:: Task inputs ::

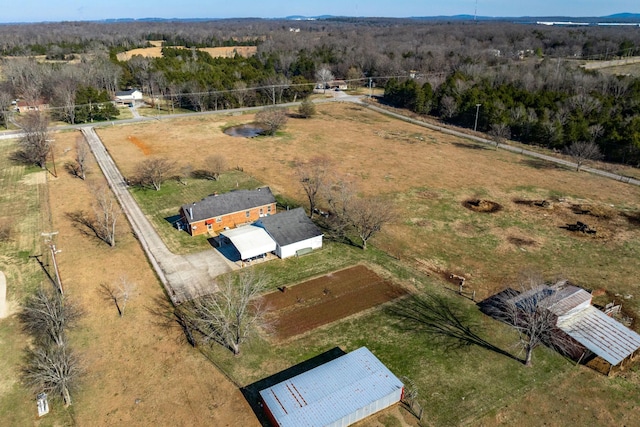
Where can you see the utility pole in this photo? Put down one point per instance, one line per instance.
(53, 159)
(475, 125)
(49, 239)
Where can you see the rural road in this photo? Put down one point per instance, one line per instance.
(183, 276)
(507, 147)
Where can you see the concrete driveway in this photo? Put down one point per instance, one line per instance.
(183, 276)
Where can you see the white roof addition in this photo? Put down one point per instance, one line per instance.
(250, 241)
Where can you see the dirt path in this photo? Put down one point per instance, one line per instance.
(182, 276)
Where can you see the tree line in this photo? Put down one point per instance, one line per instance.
(547, 102)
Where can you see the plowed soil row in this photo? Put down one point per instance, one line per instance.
(323, 300)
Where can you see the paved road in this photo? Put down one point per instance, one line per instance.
(507, 147)
(183, 276)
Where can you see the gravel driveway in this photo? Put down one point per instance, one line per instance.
(183, 276)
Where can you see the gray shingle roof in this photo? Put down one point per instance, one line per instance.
(223, 204)
(290, 227)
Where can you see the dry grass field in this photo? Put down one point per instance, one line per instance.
(138, 369)
(429, 176)
(141, 372)
(215, 52)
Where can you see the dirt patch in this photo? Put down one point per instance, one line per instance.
(521, 241)
(484, 206)
(301, 308)
(546, 204)
(146, 150)
(594, 210)
(138, 368)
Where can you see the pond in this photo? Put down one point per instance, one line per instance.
(244, 131)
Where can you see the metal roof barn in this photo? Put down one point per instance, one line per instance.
(250, 241)
(337, 393)
(601, 334)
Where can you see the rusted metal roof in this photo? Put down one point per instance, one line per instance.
(601, 334)
(566, 299)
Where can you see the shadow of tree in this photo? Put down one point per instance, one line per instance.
(541, 164)
(251, 392)
(441, 318)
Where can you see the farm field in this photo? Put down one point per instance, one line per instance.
(215, 52)
(432, 179)
(138, 369)
(326, 299)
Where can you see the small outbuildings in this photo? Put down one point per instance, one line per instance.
(229, 210)
(293, 232)
(250, 241)
(130, 96)
(337, 393)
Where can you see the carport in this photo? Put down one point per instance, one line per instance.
(249, 240)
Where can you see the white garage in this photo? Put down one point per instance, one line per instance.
(292, 231)
(250, 241)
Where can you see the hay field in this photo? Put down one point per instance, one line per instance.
(215, 52)
(138, 368)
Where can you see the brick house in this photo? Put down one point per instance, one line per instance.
(218, 212)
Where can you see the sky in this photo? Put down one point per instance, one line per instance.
(84, 10)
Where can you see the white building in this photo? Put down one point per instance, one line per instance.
(337, 393)
(293, 232)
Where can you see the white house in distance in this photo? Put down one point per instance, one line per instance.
(130, 96)
(337, 393)
(293, 232)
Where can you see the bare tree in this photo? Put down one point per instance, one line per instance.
(5, 105)
(53, 369)
(324, 76)
(307, 108)
(154, 172)
(499, 132)
(46, 316)
(107, 211)
(368, 215)
(229, 316)
(79, 166)
(120, 294)
(526, 310)
(312, 176)
(448, 106)
(35, 144)
(582, 152)
(273, 118)
(443, 319)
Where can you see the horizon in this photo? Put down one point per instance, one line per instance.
(45, 11)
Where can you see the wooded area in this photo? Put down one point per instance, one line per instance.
(524, 79)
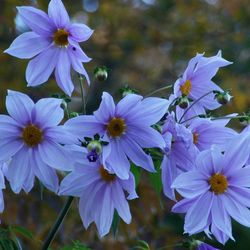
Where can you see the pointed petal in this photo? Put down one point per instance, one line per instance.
(237, 153)
(55, 155)
(183, 206)
(146, 137)
(37, 20)
(58, 13)
(18, 169)
(60, 135)
(106, 110)
(105, 216)
(8, 148)
(197, 216)
(137, 155)
(48, 112)
(75, 183)
(150, 111)
(127, 104)
(9, 128)
(118, 161)
(129, 186)
(19, 106)
(62, 73)
(27, 45)
(191, 184)
(120, 202)
(44, 173)
(84, 125)
(220, 217)
(169, 173)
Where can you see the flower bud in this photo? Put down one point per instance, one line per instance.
(127, 90)
(101, 73)
(73, 114)
(183, 102)
(223, 97)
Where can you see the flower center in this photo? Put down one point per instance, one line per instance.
(106, 176)
(116, 127)
(218, 183)
(186, 88)
(61, 37)
(195, 138)
(32, 135)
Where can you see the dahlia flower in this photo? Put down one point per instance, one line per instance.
(126, 127)
(53, 44)
(101, 192)
(30, 139)
(216, 190)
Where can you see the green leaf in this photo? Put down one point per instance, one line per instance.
(76, 245)
(22, 231)
(155, 178)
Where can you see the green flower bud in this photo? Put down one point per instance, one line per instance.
(183, 102)
(101, 73)
(223, 97)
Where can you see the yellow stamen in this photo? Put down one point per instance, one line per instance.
(61, 37)
(218, 183)
(32, 135)
(116, 127)
(106, 176)
(186, 88)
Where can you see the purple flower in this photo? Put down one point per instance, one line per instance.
(2, 185)
(207, 132)
(179, 153)
(196, 82)
(100, 192)
(31, 139)
(127, 128)
(54, 42)
(205, 246)
(216, 190)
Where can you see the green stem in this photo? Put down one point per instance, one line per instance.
(158, 90)
(82, 95)
(193, 103)
(57, 223)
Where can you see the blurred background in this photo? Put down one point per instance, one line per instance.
(146, 44)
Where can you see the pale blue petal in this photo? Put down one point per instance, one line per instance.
(37, 20)
(27, 45)
(58, 14)
(19, 107)
(41, 67)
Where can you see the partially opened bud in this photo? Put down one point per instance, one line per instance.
(101, 73)
(223, 97)
(183, 102)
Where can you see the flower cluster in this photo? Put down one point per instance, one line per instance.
(202, 159)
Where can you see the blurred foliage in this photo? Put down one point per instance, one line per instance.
(145, 46)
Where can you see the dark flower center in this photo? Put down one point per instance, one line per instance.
(61, 37)
(186, 88)
(32, 135)
(116, 127)
(218, 183)
(106, 176)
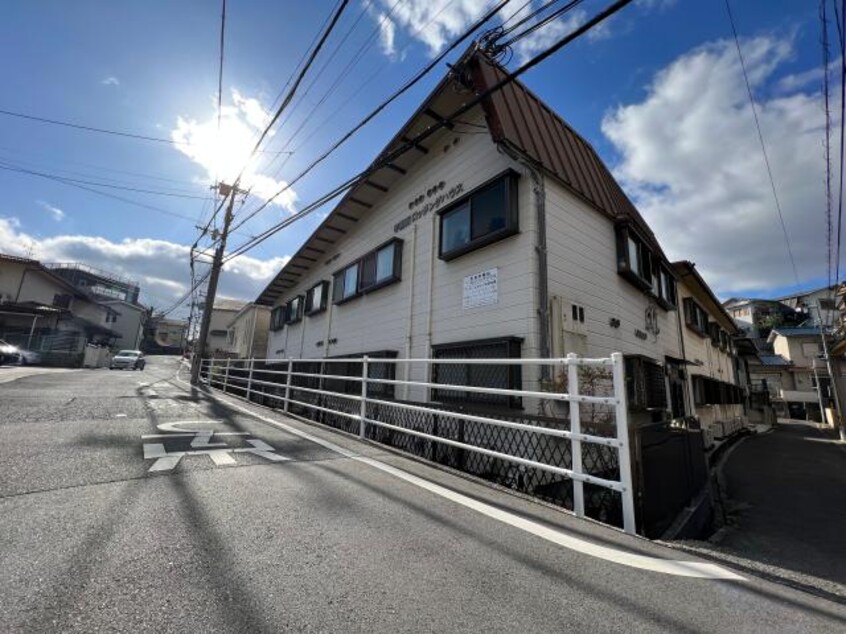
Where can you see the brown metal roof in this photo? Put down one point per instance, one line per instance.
(519, 119)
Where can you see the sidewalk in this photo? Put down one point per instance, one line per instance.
(785, 494)
(14, 372)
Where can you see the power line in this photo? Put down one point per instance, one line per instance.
(87, 128)
(827, 141)
(68, 173)
(66, 179)
(287, 100)
(402, 90)
(539, 24)
(840, 17)
(763, 145)
(411, 143)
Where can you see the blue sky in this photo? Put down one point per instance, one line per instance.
(657, 91)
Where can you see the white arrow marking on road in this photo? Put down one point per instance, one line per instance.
(701, 570)
(176, 425)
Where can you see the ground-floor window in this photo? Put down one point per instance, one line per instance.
(495, 376)
(645, 385)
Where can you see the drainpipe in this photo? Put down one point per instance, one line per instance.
(539, 193)
(409, 336)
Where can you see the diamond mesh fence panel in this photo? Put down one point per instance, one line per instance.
(598, 460)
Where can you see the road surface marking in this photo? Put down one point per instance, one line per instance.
(192, 434)
(220, 452)
(700, 570)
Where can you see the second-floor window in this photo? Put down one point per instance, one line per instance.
(378, 268)
(316, 298)
(277, 318)
(695, 317)
(294, 310)
(486, 215)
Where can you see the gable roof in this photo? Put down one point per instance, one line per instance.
(229, 304)
(517, 120)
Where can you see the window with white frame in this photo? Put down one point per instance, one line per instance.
(277, 318)
(316, 298)
(378, 268)
(486, 215)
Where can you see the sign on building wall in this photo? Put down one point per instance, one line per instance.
(481, 289)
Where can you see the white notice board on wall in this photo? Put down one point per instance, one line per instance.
(481, 289)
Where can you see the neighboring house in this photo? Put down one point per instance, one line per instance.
(127, 320)
(757, 317)
(811, 306)
(711, 365)
(164, 336)
(44, 312)
(248, 331)
(98, 283)
(220, 340)
(798, 386)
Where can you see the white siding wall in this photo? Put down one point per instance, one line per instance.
(380, 320)
(708, 360)
(582, 255)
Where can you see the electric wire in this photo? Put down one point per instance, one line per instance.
(427, 132)
(287, 100)
(840, 17)
(87, 128)
(12, 168)
(763, 144)
(402, 90)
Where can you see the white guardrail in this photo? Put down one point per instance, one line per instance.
(237, 375)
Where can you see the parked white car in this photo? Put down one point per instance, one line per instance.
(15, 354)
(128, 359)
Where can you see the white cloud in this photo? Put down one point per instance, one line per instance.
(387, 34)
(691, 158)
(435, 22)
(224, 155)
(160, 266)
(547, 35)
(58, 214)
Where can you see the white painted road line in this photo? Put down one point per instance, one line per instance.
(701, 570)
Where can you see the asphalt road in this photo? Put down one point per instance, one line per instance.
(299, 528)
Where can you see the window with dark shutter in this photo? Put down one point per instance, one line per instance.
(507, 377)
(483, 217)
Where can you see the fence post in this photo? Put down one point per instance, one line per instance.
(250, 378)
(363, 411)
(288, 384)
(625, 459)
(575, 428)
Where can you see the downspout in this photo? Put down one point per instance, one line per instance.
(408, 340)
(539, 193)
(691, 401)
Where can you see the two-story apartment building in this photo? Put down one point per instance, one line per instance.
(714, 394)
(503, 235)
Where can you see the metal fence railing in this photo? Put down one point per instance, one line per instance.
(577, 456)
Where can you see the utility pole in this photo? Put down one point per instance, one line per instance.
(834, 388)
(217, 263)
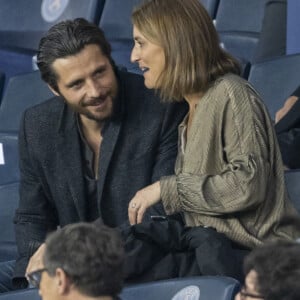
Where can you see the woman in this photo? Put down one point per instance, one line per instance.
(229, 173)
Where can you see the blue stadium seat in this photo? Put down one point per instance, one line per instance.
(22, 92)
(9, 158)
(202, 287)
(22, 23)
(9, 197)
(2, 81)
(238, 23)
(292, 180)
(211, 7)
(116, 24)
(275, 80)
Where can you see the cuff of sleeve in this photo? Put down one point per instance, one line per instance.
(169, 194)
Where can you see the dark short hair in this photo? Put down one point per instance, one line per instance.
(65, 39)
(185, 31)
(278, 270)
(91, 255)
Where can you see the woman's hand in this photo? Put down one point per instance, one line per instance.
(142, 200)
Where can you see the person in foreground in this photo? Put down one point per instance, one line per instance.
(81, 262)
(86, 152)
(229, 173)
(272, 272)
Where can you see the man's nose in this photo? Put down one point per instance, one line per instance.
(94, 89)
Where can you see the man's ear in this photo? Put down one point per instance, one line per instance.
(53, 91)
(62, 282)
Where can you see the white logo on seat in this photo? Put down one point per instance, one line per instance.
(191, 292)
(51, 10)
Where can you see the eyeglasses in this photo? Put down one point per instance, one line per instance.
(35, 277)
(245, 294)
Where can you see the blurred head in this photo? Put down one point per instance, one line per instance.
(82, 259)
(74, 59)
(272, 272)
(188, 52)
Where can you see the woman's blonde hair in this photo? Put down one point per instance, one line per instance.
(193, 56)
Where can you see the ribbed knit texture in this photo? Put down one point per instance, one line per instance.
(230, 176)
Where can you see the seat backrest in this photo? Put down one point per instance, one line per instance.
(211, 7)
(292, 180)
(2, 81)
(293, 27)
(36, 16)
(238, 23)
(272, 38)
(116, 23)
(9, 198)
(275, 80)
(9, 158)
(194, 288)
(22, 91)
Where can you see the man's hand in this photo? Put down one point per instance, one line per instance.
(36, 260)
(142, 200)
(286, 108)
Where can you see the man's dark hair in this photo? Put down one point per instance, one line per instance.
(278, 270)
(91, 255)
(68, 38)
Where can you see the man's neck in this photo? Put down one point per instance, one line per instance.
(75, 295)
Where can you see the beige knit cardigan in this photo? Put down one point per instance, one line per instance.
(230, 175)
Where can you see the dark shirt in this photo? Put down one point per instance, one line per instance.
(90, 180)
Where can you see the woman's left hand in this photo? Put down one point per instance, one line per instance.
(142, 200)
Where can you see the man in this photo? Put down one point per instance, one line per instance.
(81, 261)
(85, 153)
(288, 130)
(272, 272)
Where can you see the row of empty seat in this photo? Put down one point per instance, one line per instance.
(238, 22)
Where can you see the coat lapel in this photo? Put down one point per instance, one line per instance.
(110, 138)
(70, 159)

:::

Return only the lines running from the line with "Where can you see the man's dark" to the last line of the records, both included, exactly as written.

◆ **Full response**:
Where can you see the man's dark hair in this photo? Put down one point per instance, one line per instance.
(278, 270)
(91, 255)
(68, 38)
Where can you see the man's neck in this photo? Put down one point per instance, one line per instance.
(75, 295)
Where can you see the beige knit cardigan in this photo? Put down one point per instance, one line per instance.
(230, 175)
Where can you see the dark shirt in this photo? Put down one point per instance, one line per instance.
(90, 180)
Where can you see the woman's left hand in this photo? Put down one point per instance, one line per instance.
(142, 200)
Where can you see the man in this photo? Put down one point per instance, one line per instance.
(81, 261)
(85, 153)
(288, 130)
(272, 272)
Where can you see the row of empty seat in this photo? Put down one point per instance, one line per instance.
(238, 22)
Where can you see the coat lapel in this photo? Put down one point per instance, one line per instance.
(110, 138)
(70, 159)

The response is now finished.